Your assignment =>
I need all of the entries printed exactly.

Exercise input =>
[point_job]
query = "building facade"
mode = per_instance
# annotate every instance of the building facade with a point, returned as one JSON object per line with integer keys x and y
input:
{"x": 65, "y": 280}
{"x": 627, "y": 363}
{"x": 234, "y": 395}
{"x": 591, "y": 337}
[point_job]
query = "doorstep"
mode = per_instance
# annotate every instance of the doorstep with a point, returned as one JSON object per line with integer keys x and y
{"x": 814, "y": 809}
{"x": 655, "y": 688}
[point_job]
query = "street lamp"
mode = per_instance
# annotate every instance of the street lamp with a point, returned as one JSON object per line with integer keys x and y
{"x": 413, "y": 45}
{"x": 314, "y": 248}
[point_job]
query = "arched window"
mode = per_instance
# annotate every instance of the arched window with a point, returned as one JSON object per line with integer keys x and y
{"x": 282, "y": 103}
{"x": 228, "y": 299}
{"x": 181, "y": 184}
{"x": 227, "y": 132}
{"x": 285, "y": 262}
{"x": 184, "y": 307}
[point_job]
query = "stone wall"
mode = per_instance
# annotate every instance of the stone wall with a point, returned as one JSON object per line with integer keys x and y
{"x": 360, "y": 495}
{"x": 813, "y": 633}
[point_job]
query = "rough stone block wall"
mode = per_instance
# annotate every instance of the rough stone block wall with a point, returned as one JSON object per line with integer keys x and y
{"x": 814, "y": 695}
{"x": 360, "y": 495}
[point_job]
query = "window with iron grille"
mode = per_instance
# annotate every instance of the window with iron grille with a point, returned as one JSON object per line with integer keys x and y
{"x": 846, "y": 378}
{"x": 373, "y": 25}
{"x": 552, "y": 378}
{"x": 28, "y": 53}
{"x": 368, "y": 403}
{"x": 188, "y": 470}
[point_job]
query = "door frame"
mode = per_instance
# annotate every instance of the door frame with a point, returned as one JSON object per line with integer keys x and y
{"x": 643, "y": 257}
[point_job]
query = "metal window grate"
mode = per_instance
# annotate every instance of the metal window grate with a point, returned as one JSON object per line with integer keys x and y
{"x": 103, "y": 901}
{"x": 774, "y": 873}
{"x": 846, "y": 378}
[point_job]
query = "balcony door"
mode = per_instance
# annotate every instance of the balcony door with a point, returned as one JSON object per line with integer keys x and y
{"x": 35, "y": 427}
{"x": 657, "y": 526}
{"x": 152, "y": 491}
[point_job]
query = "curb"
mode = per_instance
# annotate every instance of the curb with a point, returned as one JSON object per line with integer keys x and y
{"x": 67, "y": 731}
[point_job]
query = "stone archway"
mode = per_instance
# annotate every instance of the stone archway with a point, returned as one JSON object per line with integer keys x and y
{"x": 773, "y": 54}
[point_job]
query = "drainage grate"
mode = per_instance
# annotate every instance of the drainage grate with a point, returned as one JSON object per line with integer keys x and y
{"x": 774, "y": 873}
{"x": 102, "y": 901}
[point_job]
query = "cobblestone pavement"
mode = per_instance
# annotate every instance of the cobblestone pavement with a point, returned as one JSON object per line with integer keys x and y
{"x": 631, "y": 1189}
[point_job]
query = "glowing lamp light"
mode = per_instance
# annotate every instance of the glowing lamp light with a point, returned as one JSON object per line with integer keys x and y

Reply =>
[point_job]
query = "building facade"
mode = per_instance
# annotate every instance of the building facade with a point, returned as one JSON object per line with integer keys x and y
input:
{"x": 65, "y": 280}
{"x": 627, "y": 363}
{"x": 234, "y": 395}
{"x": 591, "y": 337}
[point_job]
query = "doorstep"
mode = per_instance
# annotate every instance of the doorstep with a point, returned as one JSON object per line with integer keys x and y
{"x": 814, "y": 809}
{"x": 655, "y": 688}
[point_job]
query = "street lamp"
mode = per_instance
# annotate every instance of the street lamp with a point, returned as one JSON object per line with integer keys x and y
{"x": 413, "y": 45}
{"x": 314, "y": 248}
[point_job]
query = "arched window"
mode = per_instance
# annotate every instance of the arched window with a point, returned as one JSON object per line with integer keys x and y
{"x": 282, "y": 103}
{"x": 228, "y": 299}
{"x": 181, "y": 184}
{"x": 227, "y": 132}
{"x": 285, "y": 262}
{"x": 184, "y": 307}
[point_job]
query = "stone wall"
mode = per_instance
# annotate every instance of the stone wall with a point, returned as one JSON object per line with integer keys x and y
{"x": 360, "y": 495}
{"x": 813, "y": 633}
[point_job]
query = "rough stone block wall"
mode = per_instance
# annotate every instance of the rough stone block wall with a point, returned as one JSON object per line with integer keys x and y
{"x": 814, "y": 695}
{"x": 360, "y": 495}
[point_job]
query = "window with iron grille"
mode = per_instance
# annotate every instance of the window with iron grille with a point, returned as one JSON object per line with integer keys x and y
{"x": 846, "y": 378}
{"x": 373, "y": 25}
{"x": 552, "y": 378}
{"x": 28, "y": 53}
{"x": 368, "y": 403}
{"x": 188, "y": 470}
[point_job]
query = "door frame"
mode = per_instance
# annotate every instance of the door frame with a point, returned as one JSON object per line with integer keys x and y
{"x": 643, "y": 257}
[point_job]
query = "metal window grate"
mode = per_instance
# annotate every instance of the metal window grate with a point, returned as one JSON object per line with integer keys x and y
{"x": 103, "y": 901}
{"x": 774, "y": 873}
{"x": 846, "y": 378}
[point_job]
query = "balcony door"
mode = per_instance
# annotate every instance of the balcony door with a point, returned as one JSON object per line with integer keys x and y
{"x": 35, "y": 427}
{"x": 657, "y": 526}
{"x": 152, "y": 491}
[point_job]
query = "curb"
mode = per_instance
# annotate every instance of the curb with a point, returned as one JSON object per line with integer keys x and y
{"x": 67, "y": 731}
[point_job]
query = "stone archway"
mode = per_instance
# annotate every instance of the stone archway with a point, returned as one JSON object per line with integer keys x and y
{"x": 773, "y": 54}
[point_job]
query = "drainage grate"
mode = per_instance
# annotate every instance of the drainage grate with a point, returned as one JSON object per line with integer keys x and y
{"x": 774, "y": 873}
{"x": 102, "y": 901}
[point_job]
query = "cobblestone pavement"
mode = per_instance
# annotate every instance of the cobblestone pavement with a point, returned as one JSON object per line with integer keys x and y
{"x": 631, "y": 1189}
[point_job]
query = "glowing lamp light"
mode = per_instance
# annotate every instance of the glowing lamp light with a point, returned as one JSON object per line with integer keys x and y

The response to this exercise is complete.